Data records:
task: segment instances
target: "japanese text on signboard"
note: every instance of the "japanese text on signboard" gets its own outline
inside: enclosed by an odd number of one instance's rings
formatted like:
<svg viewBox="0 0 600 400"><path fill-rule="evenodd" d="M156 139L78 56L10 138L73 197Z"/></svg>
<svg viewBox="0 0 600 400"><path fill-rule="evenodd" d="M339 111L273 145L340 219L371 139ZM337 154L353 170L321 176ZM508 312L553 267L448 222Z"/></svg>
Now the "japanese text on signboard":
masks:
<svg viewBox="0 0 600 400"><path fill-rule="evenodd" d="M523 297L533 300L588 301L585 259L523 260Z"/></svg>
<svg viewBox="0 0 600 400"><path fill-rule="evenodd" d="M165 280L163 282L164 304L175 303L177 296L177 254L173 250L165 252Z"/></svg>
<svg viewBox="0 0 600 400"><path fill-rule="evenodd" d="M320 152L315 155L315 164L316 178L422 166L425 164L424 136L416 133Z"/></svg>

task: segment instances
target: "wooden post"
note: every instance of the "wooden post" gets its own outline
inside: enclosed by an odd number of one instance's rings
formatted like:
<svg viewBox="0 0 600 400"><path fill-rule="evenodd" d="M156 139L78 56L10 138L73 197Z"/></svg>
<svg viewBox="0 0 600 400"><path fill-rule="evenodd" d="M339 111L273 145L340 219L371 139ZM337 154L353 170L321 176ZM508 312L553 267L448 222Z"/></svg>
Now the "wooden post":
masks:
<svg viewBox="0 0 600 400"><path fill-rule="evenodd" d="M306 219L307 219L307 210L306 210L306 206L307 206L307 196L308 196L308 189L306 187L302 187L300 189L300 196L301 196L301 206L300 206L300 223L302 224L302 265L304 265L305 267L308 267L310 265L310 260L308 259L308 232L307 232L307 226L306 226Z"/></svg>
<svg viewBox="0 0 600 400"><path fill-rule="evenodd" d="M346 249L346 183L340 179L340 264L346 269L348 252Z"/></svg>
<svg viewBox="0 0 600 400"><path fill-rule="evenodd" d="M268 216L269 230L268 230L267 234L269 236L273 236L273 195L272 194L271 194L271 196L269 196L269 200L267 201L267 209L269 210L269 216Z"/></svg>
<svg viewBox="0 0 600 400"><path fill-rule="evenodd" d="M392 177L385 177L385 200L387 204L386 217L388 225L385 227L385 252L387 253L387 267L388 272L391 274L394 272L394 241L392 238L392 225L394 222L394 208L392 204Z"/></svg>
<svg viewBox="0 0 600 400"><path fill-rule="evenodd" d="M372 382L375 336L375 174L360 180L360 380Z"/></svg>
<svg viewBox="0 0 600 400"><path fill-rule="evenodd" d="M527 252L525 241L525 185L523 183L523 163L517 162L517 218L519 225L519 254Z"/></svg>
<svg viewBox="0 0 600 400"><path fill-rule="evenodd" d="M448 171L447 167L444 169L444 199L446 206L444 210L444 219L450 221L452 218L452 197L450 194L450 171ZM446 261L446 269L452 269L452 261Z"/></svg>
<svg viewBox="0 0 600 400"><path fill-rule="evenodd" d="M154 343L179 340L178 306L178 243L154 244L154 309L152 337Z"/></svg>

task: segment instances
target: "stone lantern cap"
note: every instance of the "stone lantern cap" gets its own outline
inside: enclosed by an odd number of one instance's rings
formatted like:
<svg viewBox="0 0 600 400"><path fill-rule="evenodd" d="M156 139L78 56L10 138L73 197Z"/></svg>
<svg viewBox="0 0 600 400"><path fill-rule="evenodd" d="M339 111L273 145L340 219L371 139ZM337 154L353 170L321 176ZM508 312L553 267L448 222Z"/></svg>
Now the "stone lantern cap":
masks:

Exercise brief: A faithful, word-for-word copy of the data is the expected answer.

Response below:
task: segment instances
target: "japanese text on signboard"
note: every instance of the "japanese text on signboard" gets its own outline
inside: enclosed by an odd number of one instance's rings
formatted like:
<svg viewBox="0 0 600 400"><path fill-rule="evenodd" d="M156 139L78 56L10 138L73 197Z"/></svg>
<svg viewBox="0 0 600 400"><path fill-rule="evenodd" d="M339 111L273 145L340 219L371 139ZM337 154L353 170L321 176ZM508 312L553 267L448 222Z"/></svg>
Now the "japanese text on signboard":
masks:
<svg viewBox="0 0 600 400"><path fill-rule="evenodd" d="M523 297L533 300L588 301L585 259L523 260Z"/></svg>
<svg viewBox="0 0 600 400"><path fill-rule="evenodd" d="M165 280L163 282L164 304L175 303L177 296L177 254L173 250L165 252Z"/></svg>
<svg viewBox="0 0 600 400"><path fill-rule="evenodd" d="M320 152L315 155L315 164L316 178L422 166L425 164L424 136L416 133Z"/></svg>

task: segment instances
target: "wooden post"
note: every instance of the "wooden post" gets its own outline
inside: enclosed by an odd number of one instance's rings
formatted like:
<svg viewBox="0 0 600 400"><path fill-rule="evenodd" d="M156 139L78 56L10 138L73 197Z"/></svg>
<svg viewBox="0 0 600 400"><path fill-rule="evenodd" d="M339 111L273 145L340 219L371 139ZM337 154L353 170L321 176ZM508 312L553 267L448 222Z"/></svg>
Now the "wooden post":
masks:
<svg viewBox="0 0 600 400"><path fill-rule="evenodd" d="M306 219L307 219L307 210L306 210L306 206L307 206L307 196L308 196L308 189L306 187L302 187L300 189L300 196L301 196L301 206L300 206L300 223L302 224L302 265L304 265L305 267L308 267L310 265L310 260L308 259L308 232L307 232L307 226L306 226Z"/></svg>
<svg viewBox="0 0 600 400"><path fill-rule="evenodd" d="M346 249L346 183L340 179L340 264L346 269L348 252Z"/></svg>
<svg viewBox="0 0 600 400"><path fill-rule="evenodd" d="M268 216L269 230L268 230L267 234L269 236L273 236L273 195L272 194L271 194L271 196L269 196L269 200L267 201L267 209L269 210L269 216Z"/></svg>
<svg viewBox="0 0 600 400"><path fill-rule="evenodd" d="M392 177L385 177L385 200L387 204L386 217L388 225L385 227L385 252L387 253L387 267L388 272L391 274L394 272L394 241L392 238L392 225L394 222L394 208L392 204Z"/></svg>
<svg viewBox="0 0 600 400"><path fill-rule="evenodd" d="M372 382L375 336L375 174L360 180L360 380Z"/></svg>
<svg viewBox="0 0 600 400"><path fill-rule="evenodd" d="M527 252L525 241L525 185L523 183L523 163L517 162L517 218L519 225L519 254Z"/></svg>
<svg viewBox="0 0 600 400"><path fill-rule="evenodd" d="M448 171L447 167L444 169L444 199L446 206L444 210L444 219L450 221L452 218L452 197L450 194L450 171ZM446 261L446 269L452 269L452 261Z"/></svg>
<svg viewBox="0 0 600 400"><path fill-rule="evenodd" d="M154 343L179 340L178 306L178 243L154 244L154 309L152 337Z"/></svg>

task: segment instances
target: "stone lantern cap"
note: every instance of the "stone lantern cap" gets its own outline
inside: enclosed by an odd number of one instance's rings
formatted like:
<svg viewBox="0 0 600 400"><path fill-rule="evenodd" d="M156 139L78 56L10 138L73 197Z"/></svg>
<svg viewBox="0 0 600 400"><path fill-rule="evenodd" d="M339 111L273 145L340 219L371 139ZM337 154L353 170L321 176ZM508 312L553 267L448 222Z"/></svg>
Now the "stone lantern cap":
masks:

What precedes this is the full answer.